The effect of inhibiting proton pump activity by the compound of the present invention was measured in a 96-well plate. In this experiment, K+ specific H+/K+-ATPase activity was calculated based on the difference between H+/K+-ATPase activity in the presence of K+ ions and H+/K+-ATPase activity in the absence of K+ ions. In the 96-well plate, to negative and positive control groups, 0.5% dimethylsulfoxide (DMSO) in buffer was added, and to the test groups, the compound of the present invention was added. All the analyses were conducted at room temperature with the reaction volume of 100 μl. To a reaction buffer solution (60 mmol/l Tris-HCl buffer solution, pH 7.4) containing hog gastric vesicle, DMSO and each concentration of compound were added, and then, 10 μl of a 10 mmol/l adenosine triphosphate tris buffer solution (60 mmol/l Tris-HCl buffer solution, pH 7.4) was added to initiate an enzyme reaction. The enzyme reaction was conducted at 37° C. for 40 minutes, 50 μl of a malachite green solution (0.12% malachite green solution, 5.8% ammonium molybdate and 11% tween 20 were mixed at a ratio of 100:67:2 in 6.2 N sulfuric acid) was added to stop the reaction, and 50 μl of 15.1% sodium citrate was added. During the reaction, the amount of monophosphate (Pi) was measured at 570 nm using micro plate reader (FLUOstar Omega, BMG Company). Inhibition rate (%) was measured from the activity values of the control groups and the activity values of various concentrations of the test compound, and IC50 of the test compound was calculated from each % inhibition value of the compound using Logistic 4-parameter function of Sigmaplot 8.0 program. The results are shown in the following Tables 1 to 4.

* [Information provided]
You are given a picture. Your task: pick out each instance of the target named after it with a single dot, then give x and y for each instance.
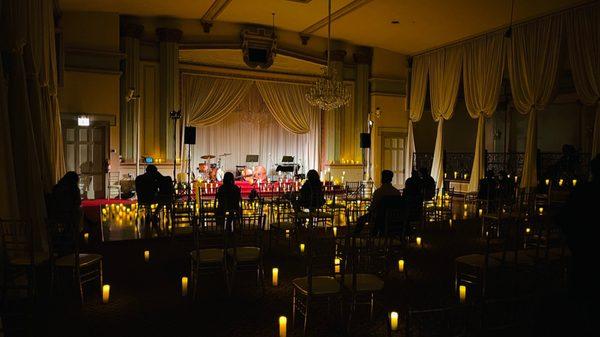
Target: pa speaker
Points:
(189, 136)
(365, 140)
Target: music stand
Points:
(251, 158)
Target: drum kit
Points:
(211, 171)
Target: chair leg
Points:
(306, 311)
(293, 307)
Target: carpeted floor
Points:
(145, 298)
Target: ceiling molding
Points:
(212, 13)
(354, 5)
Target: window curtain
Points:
(533, 55)
(288, 105)
(208, 100)
(483, 66)
(583, 36)
(444, 79)
(418, 91)
(28, 178)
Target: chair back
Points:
(17, 240)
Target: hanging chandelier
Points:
(328, 92)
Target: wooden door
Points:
(86, 153)
(392, 158)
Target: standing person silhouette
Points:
(229, 198)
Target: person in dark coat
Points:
(311, 193)
(229, 198)
(64, 206)
(427, 184)
(578, 219)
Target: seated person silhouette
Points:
(413, 195)
(64, 206)
(427, 184)
(380, 201)
(229, 199)
(311, 194)
(578, 219)
(146, 188)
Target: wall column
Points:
(130, 45)
(361, 99)
(169, 88)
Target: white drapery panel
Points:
(418, 92)
(209, 100)
(444, 80)
(483, 66)
(28, 176)
(532, 67)
(269, 140)
(288, 105)
(583, 36)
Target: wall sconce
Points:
(83, 121)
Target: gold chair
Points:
(65, 254)
(319, 282)
(246, 249)
(211, 237)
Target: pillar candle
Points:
(184, 281)
(462, 293)
(282, 326)
(105, 293)
(275, 277)
(394, 321)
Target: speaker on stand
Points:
(365, 144)
(189, 138)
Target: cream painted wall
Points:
(388, 64)
(394, 118)
(92, 90)
(91, 30)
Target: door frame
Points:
(67, 120)
(395, 133)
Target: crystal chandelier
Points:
(328, 92)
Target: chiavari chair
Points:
(211, 241)
(284, 225)
(246, 248)
(359, 277)
(322, 264)
(65, 254)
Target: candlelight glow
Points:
(275, 277)
(105, 293)
(394, 321)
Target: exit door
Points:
(392, 149)
(86, 153)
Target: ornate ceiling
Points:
(421, 24)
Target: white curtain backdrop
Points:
(583, 36)
(444, 79)
(418, 91)
(483, 66)
(533, 56)
(251, 128)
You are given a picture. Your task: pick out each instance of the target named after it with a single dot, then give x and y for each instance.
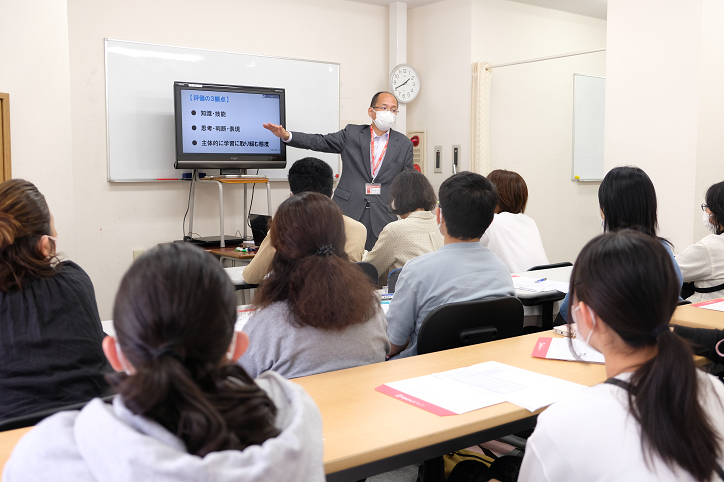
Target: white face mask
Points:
(707, 223)
(384, 120)
(578, 325)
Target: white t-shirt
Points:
(592, 437)
(516, 240)
(703, 263)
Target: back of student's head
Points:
(628, 200)
(24, 220)
(627, 279)
(174, 318)
(411, 191)
(467, 202)
(715, 202)
(310, 269)
(311, 175)
(512, 191)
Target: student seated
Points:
(308, 175)
(703, 263)
(462, 270)
(184, 409)
(50, 331)
(416, 233)
(317, 312)
(627, 200)
(657, 417)
(512, 235)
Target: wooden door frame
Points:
(5, 168)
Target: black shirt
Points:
(50, 343)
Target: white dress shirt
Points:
(592, 437)
(516, 240)
(703, 263)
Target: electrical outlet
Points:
(456, 159)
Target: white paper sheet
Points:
(465, 389)
(533, 284)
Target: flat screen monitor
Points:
(220, 126)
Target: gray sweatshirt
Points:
(274, 344)
(104, 443)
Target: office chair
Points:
(392, 279)
(371, 272)
(34, 418)
(454, 325)
(549, 266)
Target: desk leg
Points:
(268, 196)
(191, 208)
(221, 212)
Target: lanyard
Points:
(376, 165)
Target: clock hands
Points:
(402, 84)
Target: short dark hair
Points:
(376, 97)
(311, 175)
(628, 200)
(411, 191)
(715, 202)
(467, 201)
(512, 191)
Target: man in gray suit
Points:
(372, 155)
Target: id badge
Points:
(373, 189)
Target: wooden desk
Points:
(8, 441)
(367, 433)
(698, 317)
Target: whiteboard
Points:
(589, 102)
(139, 102)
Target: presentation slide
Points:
(215, 122)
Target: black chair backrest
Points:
(392, 279)
(454, 325)
(34, 418)
(370, 270)
(549, 266)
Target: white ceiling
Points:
(590, 8)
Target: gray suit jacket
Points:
(353, 143)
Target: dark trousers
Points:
(366, 219)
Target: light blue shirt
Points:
(567, 301)
(456, 272)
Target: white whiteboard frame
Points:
(283, 172)
(573, 148)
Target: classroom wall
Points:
(113, 218)
(531, 120)
(653, 97)
(34, 71)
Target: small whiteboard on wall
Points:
(589, 102)
(139, 102)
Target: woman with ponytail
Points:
(50, 331)
(184, 409)
(657, 417)
(317, 311)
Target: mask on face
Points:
(707, 223)
(384, 120)
(578, 325)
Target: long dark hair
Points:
(628, 280)
(174, 318)
(715, 202)
(411, 191)
(310, 268)
(628, 200)
(24, 220)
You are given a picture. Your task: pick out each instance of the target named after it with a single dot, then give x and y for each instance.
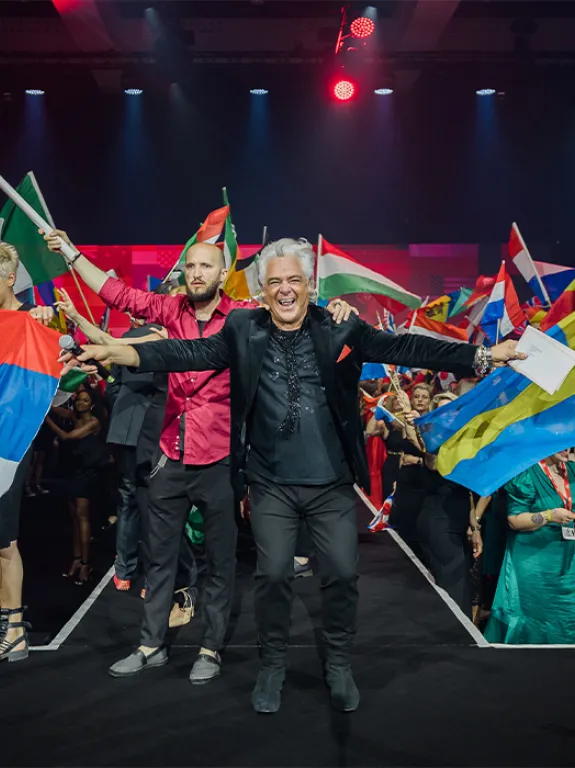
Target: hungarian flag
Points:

* [Exercise A]
From the proton pump assay text, list every volume given in microliters, each with the reagent or quantity it refers to.
* [Exercise B]
Proceed with the proton pump assay text, writing on from its final sentence.

* [Written reply A]
- 100 μl: the reaction volume for all analyses
- 10 μl: the 10 mmol/l adenosine triphosphate tris buffer solution added to start the enzyme reaction
- 50 μl: the malachite green solution added to stop the reaction
- 50 μl: the 15.1% sodium citrate

* [Written reply B]
The measurement of effect of inhibiting basal gastric acid secretion by the compound of the present invention was conducted according to shay's rat model (Shay, H., et al., 1945, gastroenterology, 5, p 43-61). Male Sprague Dawley (SD) rats (body weight 180-220 g) were divided into X groups (n=5), and fasted while feeding only water for 18 hours. Under isoflurane anesthesia, incision of abdominal cavity of rat was made to ligate pylorus, and, immediately after the ligation, to the control groups, only an aqueous solution of 10% ethanol, 20% polyethyleneglycol (PEG) 400 and 10% Cremophor was administered into the caudal vein, and to the other groups, a test compound suspended in an aqueous solution of 10% ethanol, 20% polyethyleneglycol 400, 10% Cremophor was administered into the caudal vein at a dose of 3 mg/kg/2 ml. 5 hours after the ligation, the test animals were killed, and the stomach contents were extracted. The obtained contents were centrifuged at 4,000×g for 10 minutes to separate only supernatant, thus obtaining gastric juice. The amount and the pH of the obtained gastric juice were measured, the acidity of gastric juice was measured with 0.1 N-NaOH volume (ueq/ml) required for automatic titration of gastric juice to pH 7.0, and total acid output was calculated by multiplying the acidity of gastric juice and the amount of gastric juice.
% Inhibition activity of test compound=(total acid secretion of control group−total acid secretion of the group treated with test compound)/total acid secretion of control group×100
% inhibition activities of the representative materials were shown in the following Table 5.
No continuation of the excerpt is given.